**Brano di lettura:**
* * *

Puntata 21 – Gerusalemme (Parte 1)

Nel Talmud Babilonese, uno dei testi sacri dell’ebraismo, si trova scritta questa frase:

“Chi non ha visto Gerusalemme nel suo splendore non ha mai visto una città desiderabile in vita sua”.

Purtroppo non ho avuto la fortuna di vedere Gerusalemme all’apice del suo splendore ma sento comunque, per quel che ho ammirato alcuni anni fa, di poter confermare queste parole.

Perché, piena di seducenti pregi e detestabili difetti, perennemente in guerra e non in grado di trovare la pace sia all’interno delle sue mura sia fuori dai suoi confini, questa città è davvero unica e irripetibile.

Lo si capisce guardando le persone che camminano per le sue strade, ascoltando le eterogenee lingue e culture lì presenti.

Lì dove infinite realtà, storie, forme d’arte si incontrano e spesso si scontrano.

Dove tre tra le più importanti religioni stentano a trovare un pacifico equilibrio, ma in quei rari momenti in cui si possono osservare con i propri occhi scene in cui questo accade, vi assicuro che si può assistere a qualcosa di magnifico.

Bert, Giuseppe, Roberto ed io nel 2016, per tre giorni, avevamo girato per questa appassionante città ma, come ogni BerTour che si rispetti, imprevisti e situazioni non esattamente consone non potevano abbandonarci.

Ed essendone successe diverse, oltre ad aver soprattutto visto davvero molto, dividerò il racconto nelle ultime due puntate di questo 2021 che ha visto la nascita di Taste of Art!

Iniziamo, quindi, questa prima parte del viaggio a Gerusalemme!

Il primo ricordo che ho di questo viaggio è in realtà un “non ricordo”…

No, non sono pazzo. Semplicemente sul primo dei due voli che ci dovevano portare in Terra Santa ero bellamente svenuto, senza che nessuno dei miei fedeli compagni di viaggio si accorgesse di nulla.

 

Era il tardo pomeriggio di sabato 29 ottobre, e da Milano avevamo volato fino a Istanbul, e da lì poi dovevamo ripartire in direzione di Tel Aviv.

Durante il primo volo però ero finito in ultima fila, posto finestrino, e di fianco avevo una coppia di signori russi assolutamente fuori scala, che non vedevano probabilmente una doccia da tempo immemore.

Praticamente ero in un angolo chiuso con dell’aria irrespirabile.

Quel giorno non ero in formissima e a quanto pare il connubio di queste cose più, secondo me, una pressione non perfetta in quell’anfratto dell’aereo avevano iniziato a farmi girare la testa e sentire un forte senso di mancanza d’aria.

Avevo tentato di chiamare l’hostess senza riuscirci e l’ultimo flashback che ho è il mio vago tentativo di mettermi una leggera coperta che davano in dotazione sul volo.

Poi più nulla.

Immagino di essere apparso agli occhi di chi può avermi notato semplicemente come uno che si era addormentato… e comunque, dietro ai due tizi, dubito fosse facile vedermi.

Di fatto avevo ripreso conoscenza durante la discesa e per fortuna avevamo un minimo di tempo da trascorrere in aeroporto a Istanbul prima di ripartire. Che era stato fondamentale per farmi recuperare lucidità.

* * *

**Materiale mostrato:**
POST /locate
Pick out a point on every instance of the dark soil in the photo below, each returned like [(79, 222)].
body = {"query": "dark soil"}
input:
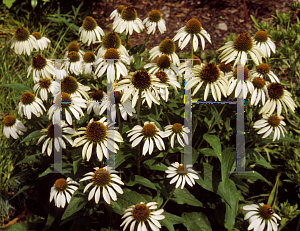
[(209, 12)]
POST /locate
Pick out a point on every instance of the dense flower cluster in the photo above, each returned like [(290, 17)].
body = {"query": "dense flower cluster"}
[(60, 98)]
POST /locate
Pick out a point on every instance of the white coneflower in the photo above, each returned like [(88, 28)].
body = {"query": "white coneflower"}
[(182, 67), (97, 98), (262, 40), (67, 103), (62, 191), (166, 47), (42, 42), (74, 64), (90, 31), (45, 86), (13, 127), (140, 216), (260, 91), (278, 97), (150, 134), (181, 174), (103, 65), (128, 22), (179, 131), (211, 76), (89, 59), (271, 123), (163, 64), (73, 46), (111, 40), (117, 12), (70, 85), (125, 107), (235, 83), (142, 81), (104, 182), (263, 70), (189, 32), (23, 42), (238, 50), (29, 103), (170, 80), (41, 68), (154, 19), (261, 215), (225, 68), (52, 140), (97, 134)]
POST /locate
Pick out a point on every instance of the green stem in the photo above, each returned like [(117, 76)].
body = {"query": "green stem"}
[(92, 46), (144, 44), (139, 107), (118, 117), (162, 159), (258, 138), (126, 41), (295, 125), (211, 127), (37, 119), (109, 213), (292, 72), (138, 159), (166, 109), (141, 49), (192, 50), (168, 198), (196, 120), (298, 225)]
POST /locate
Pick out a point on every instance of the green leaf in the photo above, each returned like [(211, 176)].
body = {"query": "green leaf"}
[(167, 223), (33, 3), (215, 143), (258, 158), (24, 188), (77, 202), (210, 180), (274, 193), (216, 115), (32, 158), (22, 226), (207, 151), (173, 218), (127, 199), (228, 159), (183, 196), (231, 208), (136, 179), (76, 163), (254, 20), (8, 3), (252, 176), (32, 135), (122, 156), (154, 165), (195, 221), (17, 86), (282, 139), (138, 60)]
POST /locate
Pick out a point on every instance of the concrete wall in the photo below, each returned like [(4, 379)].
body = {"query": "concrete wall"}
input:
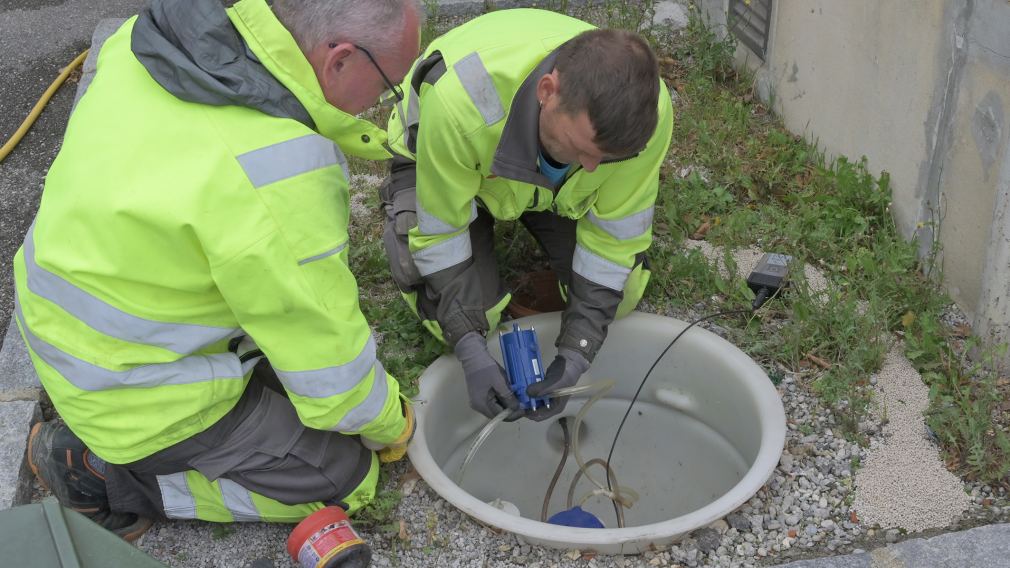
[(922, 89)]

* * *

**Istruzioni:**
**a)** Riscrivi in forma più breve il paragrafo del racconto su Gerusalemme che comincia con «Durante il primo volo però», mantenendone i fatti principali.
**b)** Estrai dall'elenco ogni riga che contiene la stringa "body", distinguendo tra maiuscole e minuscole.

**Risultati:**
**a)** Sul primo volo ero in ultima fila, lato finestrino, accanto a una coppia di signori russi enormi che probabilmente non si lavavano da tantissimo tempo.

**b)**
body = {"query": "dark soil"}
body = {"query": "dense flower cluster"}
body = {"query": "white coneflower"}
body = {"query": "green stem"}
body = {"query": "green leaf"}
body = {"query": "concrete wall"}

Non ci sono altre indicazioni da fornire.